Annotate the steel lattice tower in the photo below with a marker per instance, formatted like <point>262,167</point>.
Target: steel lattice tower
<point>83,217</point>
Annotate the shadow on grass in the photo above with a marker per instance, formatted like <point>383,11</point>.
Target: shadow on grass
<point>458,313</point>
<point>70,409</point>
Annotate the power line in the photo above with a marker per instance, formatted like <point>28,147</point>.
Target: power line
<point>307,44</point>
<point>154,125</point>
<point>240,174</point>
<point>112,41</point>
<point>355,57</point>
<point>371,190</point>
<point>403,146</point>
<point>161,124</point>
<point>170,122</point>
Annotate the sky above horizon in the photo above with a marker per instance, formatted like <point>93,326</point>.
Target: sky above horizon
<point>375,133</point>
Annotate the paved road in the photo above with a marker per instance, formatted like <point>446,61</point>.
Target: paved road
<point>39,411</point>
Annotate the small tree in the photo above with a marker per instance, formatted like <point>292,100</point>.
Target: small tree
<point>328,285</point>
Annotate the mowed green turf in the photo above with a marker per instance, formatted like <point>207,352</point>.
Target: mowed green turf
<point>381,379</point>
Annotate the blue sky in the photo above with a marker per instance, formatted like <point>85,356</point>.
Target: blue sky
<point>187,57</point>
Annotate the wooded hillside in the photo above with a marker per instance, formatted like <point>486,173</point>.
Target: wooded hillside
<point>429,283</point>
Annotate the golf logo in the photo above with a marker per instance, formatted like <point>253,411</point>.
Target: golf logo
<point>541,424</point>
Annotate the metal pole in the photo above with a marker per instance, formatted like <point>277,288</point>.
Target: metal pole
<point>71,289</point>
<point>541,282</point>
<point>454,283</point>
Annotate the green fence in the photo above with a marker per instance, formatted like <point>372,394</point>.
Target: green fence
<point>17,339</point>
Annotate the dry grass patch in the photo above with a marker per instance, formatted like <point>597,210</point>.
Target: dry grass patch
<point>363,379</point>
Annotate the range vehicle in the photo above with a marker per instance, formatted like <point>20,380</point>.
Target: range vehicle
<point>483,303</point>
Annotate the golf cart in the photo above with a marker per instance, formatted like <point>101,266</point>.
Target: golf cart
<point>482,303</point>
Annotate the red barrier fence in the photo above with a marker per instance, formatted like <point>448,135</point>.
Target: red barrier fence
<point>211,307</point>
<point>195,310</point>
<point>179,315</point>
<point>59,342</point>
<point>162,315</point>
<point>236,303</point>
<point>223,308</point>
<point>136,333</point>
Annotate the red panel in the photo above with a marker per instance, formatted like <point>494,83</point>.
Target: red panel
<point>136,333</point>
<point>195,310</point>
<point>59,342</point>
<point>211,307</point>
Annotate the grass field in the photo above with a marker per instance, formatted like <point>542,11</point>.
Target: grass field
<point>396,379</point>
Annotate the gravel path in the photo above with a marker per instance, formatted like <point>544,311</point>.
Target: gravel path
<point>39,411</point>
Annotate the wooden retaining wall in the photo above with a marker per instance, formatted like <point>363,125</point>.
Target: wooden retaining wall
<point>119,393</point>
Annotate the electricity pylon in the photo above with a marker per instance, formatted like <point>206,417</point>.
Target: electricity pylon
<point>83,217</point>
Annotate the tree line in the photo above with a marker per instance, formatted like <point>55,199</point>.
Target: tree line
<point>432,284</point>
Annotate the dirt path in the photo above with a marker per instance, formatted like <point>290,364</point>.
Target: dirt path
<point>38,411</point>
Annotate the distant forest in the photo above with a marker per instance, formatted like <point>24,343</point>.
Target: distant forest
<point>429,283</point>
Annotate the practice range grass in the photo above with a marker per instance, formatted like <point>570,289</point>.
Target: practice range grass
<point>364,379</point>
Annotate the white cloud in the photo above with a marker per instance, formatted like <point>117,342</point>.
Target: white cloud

------------------------------------------------------------------------

◆ PROBLEM
Tally the lines above that include "cloud", and reply with only the tally.

◆ WORKED SOLUTION
2